» **Requirement A**
Answer these questions about the Cassandra compaction throughput passage:
(i) What value does it say never to set in production?
(ii) What command does it give for immediately reverting the live change?
(iii) What exception should you watch for during startup after reverting the YAML value?
» **Requirement B**
In the records, substitute "occurrence" for "instance" from the line with "Please indicate the soldier" through the end of the records. Write those lines out again with everything else unchanged.

» **Excerpted passage**
* * *
Static cassandra.yaml modifications are deprecated for runtime agility. Use the Management API or nodetool for live adjustments.

Live Throughput Adjustment

nodetool setcompactionthroughput 128
  • Safety Check: Validate the new value does not exceed 50% of your disk’s sustained sequential write throughput. Never set to 0 (unlimited) in production.
  • Expected Output:
 Compaction throughput set to 128 MB/s
  • Rollback Path: Immediately revert with nodetool setcompactionthroughput 64 (or previous baseline). Monitor compactionstats for 60 seconds to confirm queue stabilization.

Persistent Configuration (Rolling Restart Required)

# cassandra.yaml
compaction_throughput_mb_per_sec: 128
  • Safety Check: Apply via configuration management (Ansible/Puppet) with serial: 1 to prevent simultaneous restarts. Verify checksums match across nodes.
  • Expected Output: Node restarts cleanly; nodetool info confirms Compaction Throughput: 128 MB/s.
  • Rollback Path: Revert YAML value, restart node, and monitor for java.lang.RuntimeException: Unable to acquire compaction semaphore during startup.
* * *
» **Data provided**
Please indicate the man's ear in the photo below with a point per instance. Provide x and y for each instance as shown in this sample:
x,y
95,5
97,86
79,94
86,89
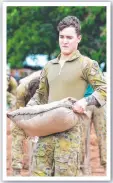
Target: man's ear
x,y
79,38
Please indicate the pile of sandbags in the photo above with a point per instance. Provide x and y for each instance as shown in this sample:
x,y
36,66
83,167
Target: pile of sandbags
x,y
42,120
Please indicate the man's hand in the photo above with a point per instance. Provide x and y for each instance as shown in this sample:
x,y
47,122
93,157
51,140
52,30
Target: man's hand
x,y
80,106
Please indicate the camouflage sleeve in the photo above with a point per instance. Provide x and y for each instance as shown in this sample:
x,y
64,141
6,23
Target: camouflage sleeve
x,y
41,95
20,96
93,75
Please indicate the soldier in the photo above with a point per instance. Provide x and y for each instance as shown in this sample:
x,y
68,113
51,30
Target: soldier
x,y
23,94
67,76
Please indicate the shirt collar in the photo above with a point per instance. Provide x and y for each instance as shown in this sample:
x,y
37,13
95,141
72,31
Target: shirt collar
* * *
» **Answer A**
(i) 0 (unlimited)
(ii) nodetool setcompactionthroughput 64 (or previous baseline)
(iii) java.lang.RuntimeException: Unable to acquire compaction semaphore

» **Answer B**
Please indicate the soldier in the photo above with a point per occurrence. Provide x and y for each occurrence as shown in this sample:
x,y
68,113
51,30
Target: soldier
x,y
23,94
67,76
Please indicate the shirt collar in the photo above with a point per occurrence. Provide x and y for each occurrence as shown in this sample:
x,y
37,13
95,141
72,31
Target: shirt collar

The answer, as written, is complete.